Stored data entries
※ ※ ※
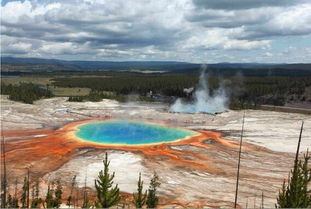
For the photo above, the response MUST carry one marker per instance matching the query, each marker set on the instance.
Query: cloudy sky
(209, 31)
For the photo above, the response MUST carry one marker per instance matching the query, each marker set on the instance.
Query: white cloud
(183, 30)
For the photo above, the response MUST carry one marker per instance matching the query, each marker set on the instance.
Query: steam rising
(203, 101)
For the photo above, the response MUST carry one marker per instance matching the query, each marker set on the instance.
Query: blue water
(129, 133)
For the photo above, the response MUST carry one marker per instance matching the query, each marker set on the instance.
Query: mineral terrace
(193, 173)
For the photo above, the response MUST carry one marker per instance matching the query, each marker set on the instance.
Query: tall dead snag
(239, 161)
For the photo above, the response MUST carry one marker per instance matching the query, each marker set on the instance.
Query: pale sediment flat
(261, 170)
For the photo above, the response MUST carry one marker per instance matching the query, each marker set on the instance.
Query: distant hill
(33, 65)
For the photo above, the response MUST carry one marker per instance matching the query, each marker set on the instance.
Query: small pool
(130, 132)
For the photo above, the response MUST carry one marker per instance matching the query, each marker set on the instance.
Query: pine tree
(295, 194)
(10, 201)
(152, 199)
(58, 195)
(49, 198)
(106, 195)
(86, 201)
(35, 196)
(140, 198)
(15, 199)
(70, 198)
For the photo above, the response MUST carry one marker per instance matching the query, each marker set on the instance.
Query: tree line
(25, 92)
(245, 92)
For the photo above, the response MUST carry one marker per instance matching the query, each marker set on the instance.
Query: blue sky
(208, 31)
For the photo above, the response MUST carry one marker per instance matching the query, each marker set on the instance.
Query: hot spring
(123, 132)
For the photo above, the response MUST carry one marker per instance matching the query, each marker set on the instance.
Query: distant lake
(10, 74)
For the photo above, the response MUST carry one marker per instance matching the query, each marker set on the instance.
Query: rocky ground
(266, 159)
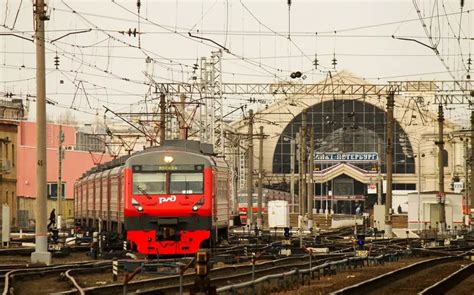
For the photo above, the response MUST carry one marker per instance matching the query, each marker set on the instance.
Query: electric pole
(250, 172)
(300, 176)
(303, 163)
(379, 176)
(260, 179)
(441, 193)
(292, 173)
(389, 158)
(466, 181)
(60, 168)
(183, 128)
(162, 118)
(41, 254)
(311, 180)
(471, 163)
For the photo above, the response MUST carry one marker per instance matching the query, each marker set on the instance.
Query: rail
(449, 282)
(288, 280)
(74, 283)
(373, 283)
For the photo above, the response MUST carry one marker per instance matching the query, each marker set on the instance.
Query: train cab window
(149, 183)
(186, 183)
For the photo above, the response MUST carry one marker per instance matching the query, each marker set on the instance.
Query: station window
(52, 190)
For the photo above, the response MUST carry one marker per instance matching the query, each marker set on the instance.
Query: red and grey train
(167, 200)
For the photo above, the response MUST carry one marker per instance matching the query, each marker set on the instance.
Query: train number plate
(362, 253)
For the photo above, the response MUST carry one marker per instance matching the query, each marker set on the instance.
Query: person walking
(358, 210)
(52, 218)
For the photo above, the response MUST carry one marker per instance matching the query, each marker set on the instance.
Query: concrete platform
(402, 233)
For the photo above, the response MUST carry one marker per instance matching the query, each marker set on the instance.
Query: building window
(53, 190)
(445, 158)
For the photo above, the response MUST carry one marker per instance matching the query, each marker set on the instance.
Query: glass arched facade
(346, 126)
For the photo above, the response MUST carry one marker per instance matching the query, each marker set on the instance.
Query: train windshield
(186, 183)
(149, 183)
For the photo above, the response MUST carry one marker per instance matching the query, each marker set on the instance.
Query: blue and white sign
(346, 157)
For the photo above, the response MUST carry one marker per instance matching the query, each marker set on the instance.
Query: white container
(278, 214)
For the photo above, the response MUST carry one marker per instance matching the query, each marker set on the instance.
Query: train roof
(178, 144)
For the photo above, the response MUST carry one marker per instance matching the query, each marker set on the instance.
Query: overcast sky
※ ※ ※
- _Your objective_
The copy you produce must match the entries above exactly, except that it has no pictures.

- _Finished exercise_
For the photo above, the response MUST carry one marker per instance matching the query, each marker set on the instance.
Query: cloudy sky
(209, 31)
For the photo above, the response MUST carry one marker per instance matching the query, each marker set on the instance.
Query: white cloud
(183, 30)
For the photo above, the response MUST carry one marker per instance matching the query, each marker set on the instance.
Query: steam rising
(203, 101)
For the photo above, the response MUST carry one marker per instance matching the query, each marker set on the instance.
Query: blue water
(129, 133)
For the photo above, the response MUST carry one marker per instance matching the query, each marker set on the instance.
Query: mineral terrace
(193, 173)
For the photo above, the response MUST carry one marker per instance matching the query, each marker set on the instance.
Query: tall dead snag
(239, 161)
For the photo above, the response MUST carry one marker per instance matching the query, each marker set on the instance.
Query: pale sediment flat
(261, 170)
For the photo above, the response MUST carry one marker per instance matching the query, each marker set on the instance.
Query: distant hill
(33, 65)
For the photo above, the response MUST carry one marker per instance matching the query, each marker set on the instance.
Query: small pool
(130, 132)
For the photo above, the response MUST carry one marker per instance matching the query, each marker set on the instance.
Query: pine tree
(295, 194)
(10, 201)
(152, 199)
(58, 195)
(49, 198)
(106, 195)
(86, 201)
(35, 196)
(140, 198)
(15, 199)
(70, 198)
For the photo above, the response MUST carry one marker per instance matching the query, each marker set on the instance.
Query: tree line
(25, 92)
(245, 92)
For the photo above, the response MUST carry one marker per instance matching the query, each marker set on the instance.
Query: blue sky
(208, 31)
For the photo above, the response MUST carry one marker per instance matching the query, each marker set on the instance.
Query: hot spring
(123, 132)
For the photo above, the response MUST carry one marker per instance matching the query, each marker set on the instance.
Query: distant lake
(10, 74)
For the photo above, the response MUST carry one marker per instance matching the query, each marker set on the instance.
Query: rocky ground
(266, 159)
For the photo above, the response MUST carry one marker per instance matching the query, each marker set on the instance.
Query: electric pole
(250, 172)
(300, 176)
(303, 163)
(379, 176)
(260, 179)
(441, 193)
(292, 173)
(389, 158)
(466, 181)
(60, 168)
(183, 128)
(162, 118)
(41, 254)
(311, 180)
(471, 163)
For the photo above, the response MUST carry one marker per instance matching the query, each marker set on the instance.
Query: rail
(449, 282)
(288, 280)
(74, 283)
(373, 283)
For the photo above, the response MUST carry one marker per instance matching the query, each marker set on the instance.
Query: train cab window
(149, 183)
(186, 183)
For the photo above, the response MUST carry one marker per instance matching the query, each marker set on the instance.
Query: station window
(52, 190)
For the photo above, the response MUST carry one marker per instance matching the query, each marker set on the instance.
Query: red and grey train
(167, 200)
For the photo above, the response MUST carry one marker per instance matching the query, each marker set on the instance.
Query: train number plate
(362, 253)
For the photo above, the response MUST carry one marker per instance matching the query, each marker set on the instance.
Query: person walking
(358, 210)
(52, 218)
For the photo above, the response MUST carry one marker per instance matching the query, each marker set on the instance.
Query: concrete platform
(402, 233)
For the photo above, the response MUST carry one marker per instance matching the query, each marker set on the instance.
Query: building window
(53, 190)
(445, 158)
For the photo above, the response MUST carry one marker per instance matching the query, each marker set on the instance.
Query: glass arched facade
(346, 126)
For the photo above, the response MUST carry one marker per instance matching the query, each marker set on the instance.
Query: train windshield
(186, 183)
(149, 183)
For the photo above, the response MUST carry one marker per instance matching the query, each marker set on the instance.
Query: blue and white sign
(346, 157)
For the photo above, the response MUST carry one marker per instance matching the query, each marker set on the instance.
Query: white container
(278, 214)
For the photo above, the response MUST carry one marker per instance matching the query, each marker set on the instance.
Query: train roof
(178, 144)
For the photo above, the response MUST carry one marker per instance matching the query, each marker set on the instance.
Query: overcast sky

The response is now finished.